- PROVIDED ENTRIES

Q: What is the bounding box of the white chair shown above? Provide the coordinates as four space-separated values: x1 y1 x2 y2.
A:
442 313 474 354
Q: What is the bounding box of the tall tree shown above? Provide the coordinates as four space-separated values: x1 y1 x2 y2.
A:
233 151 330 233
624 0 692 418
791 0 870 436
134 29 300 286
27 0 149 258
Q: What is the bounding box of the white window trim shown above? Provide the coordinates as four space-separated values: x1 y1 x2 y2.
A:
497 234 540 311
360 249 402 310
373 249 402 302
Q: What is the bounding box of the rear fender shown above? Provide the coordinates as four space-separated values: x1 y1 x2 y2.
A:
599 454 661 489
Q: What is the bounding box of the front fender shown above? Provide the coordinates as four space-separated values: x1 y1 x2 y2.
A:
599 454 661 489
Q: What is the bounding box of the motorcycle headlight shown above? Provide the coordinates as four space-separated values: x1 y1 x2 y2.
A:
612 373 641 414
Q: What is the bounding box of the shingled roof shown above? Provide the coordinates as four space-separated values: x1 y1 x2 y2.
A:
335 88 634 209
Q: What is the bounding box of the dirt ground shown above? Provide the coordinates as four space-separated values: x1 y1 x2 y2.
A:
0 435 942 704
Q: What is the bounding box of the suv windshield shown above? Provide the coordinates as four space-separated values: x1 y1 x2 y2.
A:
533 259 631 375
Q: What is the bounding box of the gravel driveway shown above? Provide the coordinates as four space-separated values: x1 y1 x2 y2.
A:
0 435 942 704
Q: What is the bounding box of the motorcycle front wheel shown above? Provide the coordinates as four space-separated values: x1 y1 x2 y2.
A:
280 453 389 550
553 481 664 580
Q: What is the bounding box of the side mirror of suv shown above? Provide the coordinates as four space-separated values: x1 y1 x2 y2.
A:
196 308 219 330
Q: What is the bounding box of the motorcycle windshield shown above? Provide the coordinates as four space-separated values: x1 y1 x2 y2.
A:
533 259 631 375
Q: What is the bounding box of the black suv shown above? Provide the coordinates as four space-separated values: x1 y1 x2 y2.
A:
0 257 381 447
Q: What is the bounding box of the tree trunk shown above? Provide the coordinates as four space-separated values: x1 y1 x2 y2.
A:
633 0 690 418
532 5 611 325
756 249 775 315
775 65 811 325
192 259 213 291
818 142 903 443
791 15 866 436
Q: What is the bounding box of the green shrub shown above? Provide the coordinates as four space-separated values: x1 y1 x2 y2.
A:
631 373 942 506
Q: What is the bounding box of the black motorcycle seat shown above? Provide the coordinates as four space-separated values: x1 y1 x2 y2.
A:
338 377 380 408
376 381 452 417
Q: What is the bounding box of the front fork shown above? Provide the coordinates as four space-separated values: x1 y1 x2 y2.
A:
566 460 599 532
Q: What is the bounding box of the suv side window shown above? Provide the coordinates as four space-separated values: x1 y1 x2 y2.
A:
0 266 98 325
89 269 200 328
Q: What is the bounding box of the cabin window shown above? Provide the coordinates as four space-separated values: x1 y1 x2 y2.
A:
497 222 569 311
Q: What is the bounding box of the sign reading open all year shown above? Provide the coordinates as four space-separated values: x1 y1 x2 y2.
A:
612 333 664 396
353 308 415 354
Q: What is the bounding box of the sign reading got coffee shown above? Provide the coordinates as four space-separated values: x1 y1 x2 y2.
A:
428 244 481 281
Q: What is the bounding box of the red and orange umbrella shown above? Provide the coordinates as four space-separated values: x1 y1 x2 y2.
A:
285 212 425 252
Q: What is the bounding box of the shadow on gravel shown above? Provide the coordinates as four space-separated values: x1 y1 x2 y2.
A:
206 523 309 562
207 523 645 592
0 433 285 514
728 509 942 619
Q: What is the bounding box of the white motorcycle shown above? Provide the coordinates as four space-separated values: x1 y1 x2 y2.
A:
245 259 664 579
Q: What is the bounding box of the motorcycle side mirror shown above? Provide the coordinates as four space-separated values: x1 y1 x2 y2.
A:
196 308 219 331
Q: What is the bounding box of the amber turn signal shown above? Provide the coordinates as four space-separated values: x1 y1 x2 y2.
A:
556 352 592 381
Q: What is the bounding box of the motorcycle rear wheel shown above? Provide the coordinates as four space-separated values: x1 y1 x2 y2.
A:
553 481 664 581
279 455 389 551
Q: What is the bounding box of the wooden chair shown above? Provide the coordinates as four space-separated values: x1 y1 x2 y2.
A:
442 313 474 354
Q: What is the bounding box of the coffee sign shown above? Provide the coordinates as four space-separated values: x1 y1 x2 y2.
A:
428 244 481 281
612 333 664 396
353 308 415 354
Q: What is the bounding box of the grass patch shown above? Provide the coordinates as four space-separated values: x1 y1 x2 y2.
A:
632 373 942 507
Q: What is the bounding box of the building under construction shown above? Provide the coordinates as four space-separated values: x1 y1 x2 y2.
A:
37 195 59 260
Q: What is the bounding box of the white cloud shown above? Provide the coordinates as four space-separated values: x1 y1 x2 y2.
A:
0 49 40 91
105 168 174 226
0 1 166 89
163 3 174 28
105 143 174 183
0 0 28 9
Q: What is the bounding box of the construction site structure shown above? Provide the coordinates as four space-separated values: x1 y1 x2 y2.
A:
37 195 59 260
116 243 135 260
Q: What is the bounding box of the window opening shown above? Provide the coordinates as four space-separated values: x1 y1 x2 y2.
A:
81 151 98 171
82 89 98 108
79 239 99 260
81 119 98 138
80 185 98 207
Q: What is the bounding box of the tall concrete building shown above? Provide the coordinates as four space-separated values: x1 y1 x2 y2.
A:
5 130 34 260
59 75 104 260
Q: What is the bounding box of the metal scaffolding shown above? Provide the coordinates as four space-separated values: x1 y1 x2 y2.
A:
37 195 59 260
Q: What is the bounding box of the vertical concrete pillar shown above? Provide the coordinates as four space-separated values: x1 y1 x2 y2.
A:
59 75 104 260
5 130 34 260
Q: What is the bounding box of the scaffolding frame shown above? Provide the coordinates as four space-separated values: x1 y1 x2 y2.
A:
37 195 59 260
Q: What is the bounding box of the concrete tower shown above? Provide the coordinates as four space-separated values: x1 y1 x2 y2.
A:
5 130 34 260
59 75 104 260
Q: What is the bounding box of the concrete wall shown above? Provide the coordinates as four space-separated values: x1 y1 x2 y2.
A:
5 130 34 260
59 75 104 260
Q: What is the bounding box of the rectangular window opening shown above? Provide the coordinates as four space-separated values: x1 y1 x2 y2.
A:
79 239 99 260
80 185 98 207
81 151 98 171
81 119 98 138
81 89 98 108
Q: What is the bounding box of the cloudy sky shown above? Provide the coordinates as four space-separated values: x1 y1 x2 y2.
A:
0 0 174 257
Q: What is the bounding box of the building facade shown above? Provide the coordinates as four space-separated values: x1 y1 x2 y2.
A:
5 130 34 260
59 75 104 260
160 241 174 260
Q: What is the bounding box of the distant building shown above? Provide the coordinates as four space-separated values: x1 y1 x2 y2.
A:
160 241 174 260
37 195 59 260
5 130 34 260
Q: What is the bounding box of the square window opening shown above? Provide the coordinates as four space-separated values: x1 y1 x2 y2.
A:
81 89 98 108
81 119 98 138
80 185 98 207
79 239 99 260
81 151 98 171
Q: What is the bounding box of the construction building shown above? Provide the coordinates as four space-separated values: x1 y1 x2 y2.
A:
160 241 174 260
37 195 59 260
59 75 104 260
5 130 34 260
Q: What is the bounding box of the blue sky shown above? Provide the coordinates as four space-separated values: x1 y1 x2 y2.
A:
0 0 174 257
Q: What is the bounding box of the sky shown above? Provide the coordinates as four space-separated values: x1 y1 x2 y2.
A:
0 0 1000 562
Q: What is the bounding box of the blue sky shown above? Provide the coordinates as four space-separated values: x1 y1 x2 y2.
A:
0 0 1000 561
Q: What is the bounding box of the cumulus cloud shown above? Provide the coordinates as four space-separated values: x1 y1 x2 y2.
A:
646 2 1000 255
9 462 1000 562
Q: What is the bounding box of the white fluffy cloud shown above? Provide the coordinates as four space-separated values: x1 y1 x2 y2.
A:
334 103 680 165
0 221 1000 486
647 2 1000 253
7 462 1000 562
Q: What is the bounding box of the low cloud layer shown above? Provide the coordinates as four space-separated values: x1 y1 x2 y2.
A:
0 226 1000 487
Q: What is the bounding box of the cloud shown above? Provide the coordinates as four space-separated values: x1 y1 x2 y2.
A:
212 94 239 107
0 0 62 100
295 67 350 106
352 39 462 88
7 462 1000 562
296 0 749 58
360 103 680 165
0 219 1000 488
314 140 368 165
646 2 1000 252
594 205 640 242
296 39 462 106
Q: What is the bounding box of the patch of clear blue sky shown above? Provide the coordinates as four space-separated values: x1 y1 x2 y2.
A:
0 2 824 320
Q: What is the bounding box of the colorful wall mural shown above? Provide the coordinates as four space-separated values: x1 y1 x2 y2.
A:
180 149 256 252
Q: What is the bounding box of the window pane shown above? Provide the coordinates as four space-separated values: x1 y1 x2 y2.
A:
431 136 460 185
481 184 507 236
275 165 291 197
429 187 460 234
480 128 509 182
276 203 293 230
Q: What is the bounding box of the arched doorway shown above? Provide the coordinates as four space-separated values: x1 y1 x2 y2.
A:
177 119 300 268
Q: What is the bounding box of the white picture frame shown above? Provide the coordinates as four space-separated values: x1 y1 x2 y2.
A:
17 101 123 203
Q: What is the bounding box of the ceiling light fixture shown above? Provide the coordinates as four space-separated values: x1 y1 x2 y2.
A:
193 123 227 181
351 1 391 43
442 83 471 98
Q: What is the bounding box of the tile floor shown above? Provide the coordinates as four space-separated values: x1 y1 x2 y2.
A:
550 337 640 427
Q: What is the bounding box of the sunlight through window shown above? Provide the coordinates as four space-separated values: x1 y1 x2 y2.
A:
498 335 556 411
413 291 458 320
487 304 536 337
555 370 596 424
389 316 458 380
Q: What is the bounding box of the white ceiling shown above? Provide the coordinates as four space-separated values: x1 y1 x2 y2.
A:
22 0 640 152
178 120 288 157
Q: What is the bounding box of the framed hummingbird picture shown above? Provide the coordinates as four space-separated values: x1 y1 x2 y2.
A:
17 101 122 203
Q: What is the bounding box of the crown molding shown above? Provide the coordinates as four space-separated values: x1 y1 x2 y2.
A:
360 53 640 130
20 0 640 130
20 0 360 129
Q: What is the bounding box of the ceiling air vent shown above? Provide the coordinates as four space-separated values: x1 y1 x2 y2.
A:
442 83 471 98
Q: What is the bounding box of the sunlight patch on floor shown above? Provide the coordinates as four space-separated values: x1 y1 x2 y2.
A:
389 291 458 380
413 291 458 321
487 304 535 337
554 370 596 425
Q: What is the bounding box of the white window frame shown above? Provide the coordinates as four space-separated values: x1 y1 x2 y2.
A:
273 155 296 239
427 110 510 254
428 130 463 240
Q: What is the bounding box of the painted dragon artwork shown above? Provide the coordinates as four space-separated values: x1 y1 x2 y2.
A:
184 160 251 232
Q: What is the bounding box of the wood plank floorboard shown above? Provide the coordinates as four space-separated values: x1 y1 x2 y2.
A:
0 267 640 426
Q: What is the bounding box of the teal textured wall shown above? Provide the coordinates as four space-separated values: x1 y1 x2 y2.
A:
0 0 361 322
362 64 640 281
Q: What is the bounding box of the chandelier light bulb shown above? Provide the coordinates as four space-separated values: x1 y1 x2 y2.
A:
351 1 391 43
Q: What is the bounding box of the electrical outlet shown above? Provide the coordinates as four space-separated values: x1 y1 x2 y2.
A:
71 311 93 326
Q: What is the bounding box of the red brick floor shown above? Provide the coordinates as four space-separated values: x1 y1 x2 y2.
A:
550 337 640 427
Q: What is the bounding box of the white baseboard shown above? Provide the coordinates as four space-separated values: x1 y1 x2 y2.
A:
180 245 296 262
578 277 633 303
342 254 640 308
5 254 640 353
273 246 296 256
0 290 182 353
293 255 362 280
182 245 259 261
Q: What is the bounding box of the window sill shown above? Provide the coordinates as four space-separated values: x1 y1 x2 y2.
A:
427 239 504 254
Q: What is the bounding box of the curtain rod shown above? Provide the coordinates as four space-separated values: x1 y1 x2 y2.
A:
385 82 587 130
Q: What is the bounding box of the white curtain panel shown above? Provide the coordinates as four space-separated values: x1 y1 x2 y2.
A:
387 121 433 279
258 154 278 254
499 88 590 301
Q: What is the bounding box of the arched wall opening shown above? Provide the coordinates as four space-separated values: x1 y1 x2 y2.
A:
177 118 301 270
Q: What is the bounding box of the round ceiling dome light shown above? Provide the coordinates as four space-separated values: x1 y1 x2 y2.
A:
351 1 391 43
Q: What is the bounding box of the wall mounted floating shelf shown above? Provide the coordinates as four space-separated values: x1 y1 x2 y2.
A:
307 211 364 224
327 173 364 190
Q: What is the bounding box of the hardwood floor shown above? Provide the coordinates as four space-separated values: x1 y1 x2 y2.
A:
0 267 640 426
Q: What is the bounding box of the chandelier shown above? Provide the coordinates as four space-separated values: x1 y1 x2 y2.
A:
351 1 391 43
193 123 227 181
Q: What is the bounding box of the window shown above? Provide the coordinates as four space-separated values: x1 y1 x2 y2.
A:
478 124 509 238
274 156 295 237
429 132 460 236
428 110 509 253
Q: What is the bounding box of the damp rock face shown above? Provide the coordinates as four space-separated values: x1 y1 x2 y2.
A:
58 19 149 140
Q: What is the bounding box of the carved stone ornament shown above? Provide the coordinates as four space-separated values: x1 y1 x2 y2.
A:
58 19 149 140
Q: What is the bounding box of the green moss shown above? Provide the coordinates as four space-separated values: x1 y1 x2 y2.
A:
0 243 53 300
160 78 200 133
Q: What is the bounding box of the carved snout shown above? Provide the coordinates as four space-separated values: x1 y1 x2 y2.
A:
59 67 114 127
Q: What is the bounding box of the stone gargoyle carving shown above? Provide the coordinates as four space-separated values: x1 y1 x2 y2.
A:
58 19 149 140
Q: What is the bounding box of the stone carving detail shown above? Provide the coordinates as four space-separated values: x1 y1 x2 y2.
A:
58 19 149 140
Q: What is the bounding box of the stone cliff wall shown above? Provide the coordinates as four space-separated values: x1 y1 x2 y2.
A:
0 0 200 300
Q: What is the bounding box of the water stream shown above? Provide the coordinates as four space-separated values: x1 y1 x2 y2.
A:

- WHAT YOU HAVE TO DO
Copy every line from the one containing "Q: What is the bounding box of the front fork" down to the one containing "245 259 664 579", including both of those lines, without changing a character.

- EXERCISE RESULT
Q: What is the bounding box of the front fork shown above? Provide the coordinates as four space-separated values: x1 y1 x2 y2.
A:
566 460 599 532
Q: What is the bounding box of the suv side window shown above? Provide the coordinates as four space-separated values: x1 y1 x2 y2.
A:
0 266 98 325
89 269 200 328
Q: What is the bounding box of the cabin window shown above? Provide the coordinates as four space-separated values: x1 y1 x2 y2.
A:
497 222 569 311
Q: What is the bounding box of the sign reading open all year shown above? Provide the coordinates as four space-separated values: x1 y1 x2 y2.
A:
612 333 664 396
353 308 415 354
Q: What is the bounding box of the sign reading got coffee shown above? Provide the coordinates as four space-separated values: x1 y1 x2 y2.
A:
428 244 481 281
Q: What is the bounding box of the red and orange umbrella shown above? Provide the coordinates as four space-separated values: x1 y1 x2 y2.
A:
285 212 425 252
Q: What is the bounding box of the shadow on gravel shown above? Provide the coordinates as four space-separated values: x1 y1 x2 y2.
A:
206 523 309 562
207 523 645 592
0 433 285 514
728 509 942 619
Q: What is the bounding box of the white motorcycle shown above? Provide the coordinates as four space-separated values: x1 y1 x2 y2.
A:
245 259 664 579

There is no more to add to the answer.